10 April 2013
IIASA, Laxenburg, Austria

Water Futures and Solutions Initiative seminar

Professor Kenneth Marc Strzepek gives a seminar at IIASA 10 April 4PM in the Raiffa Room with the title: "An Integrated Approach to Modeling of Water Resource Systems under an Uncertainty Future: From Global to National to River Basin". 

The MIT Integrated Global System Model (IGSM) framework has been enhanced to study the effects of climate change and socio-economic development on managed water-resource systems through the integration of a Water Resource System (WRS) component:  a model of water system management at a river basin scale. Economics within the IGSM is modeled by a 16-region Global CGE model, EPPA, that drives water use in the agricultural and non-agricultural sectors for 282 global river basins within 116 economic regions. Results of the impacts of energy policy on the global water sector will be presented. 

A methodology to zoom into a detailed analysis of the USA that is linked to the results of the Global IGSM was developed. A 12-region economic model (CGE)  of the USA (USREP) is linked with a 131 region electric-sector-only model (NREL’s ReEDS) with a model of Withdrawal and Consumption for Thermo-electric Systems (WiCTS) . These models simulate results driving water requirements estimated for five use sectors, with detailed sub-models employed for analysis of irrigation and electric power. The water system management is applied at 99 river basins for the continental USA. Results of the impacts of energy policy on the USA water sector will be presented.

= DATA EXCERPT =

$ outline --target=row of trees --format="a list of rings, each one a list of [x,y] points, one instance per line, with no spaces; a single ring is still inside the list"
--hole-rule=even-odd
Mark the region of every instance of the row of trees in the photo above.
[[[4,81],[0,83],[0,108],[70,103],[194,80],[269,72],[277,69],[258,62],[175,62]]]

= REQUIREMENTS =
[a] From the water modeling seminar announcement, copy word for word the part from "Water Futures and" up to and including "global water sector will be presented.".
[b] Write the next part of the water modeling seminar announcement, starting right after its final sentence.

= RESULTS BY TASK =
[a]
Water Futures and Solutions Initiative seminar

Professor Kenneth Marc Strzepek gives a seminar at IIASA 10 April 4PM in the Raiffa Room with the title: "An Integrated Approach to Modeling of Water Resource Systems under an Uncertainty Future: From Global to National to River Basin". 

The MIT Integrated Global System Model (IGSM) framework has been enhanced to study the effects of climate change and socio-economic development on managed water-resource systems through the integration of a Water Resource System (WRS) component:  a model of water system management at a river basin scale. Economics within the IGSM is modeled by a 16-region Global CGE model, EPPA, that drives water use in the agricultural and non-agricultural sectors for 282 global river basins within 116 economic regions. Results of the impacts of energy policy on the global water sector will be presented.

[b]
The growing need for risk-based assessments of impacts and adaptation to climate change calls for increased capability in climate projections: the quantification of the likelihood of regional outcomes and the representation of their uncertainty. A technique that extends the latitudinal projections of the 2-D atmospheric model of the MIT Integrated Global System Model (IGSM) by applying longitudinally resolved patterns from observations, and from climate-model projections will be presented. This approach is demonstrated in the context of an integrated assessment of climate resilient development of the Zambezi River Basin.

Professor Strzepek is a Research Scientist at MIT Joint Program on the Science and Policy of Climate Change, Senior Research Associate at UNU-World Institute for Development Economics Research and Professor Emeritus at the University of Colorado.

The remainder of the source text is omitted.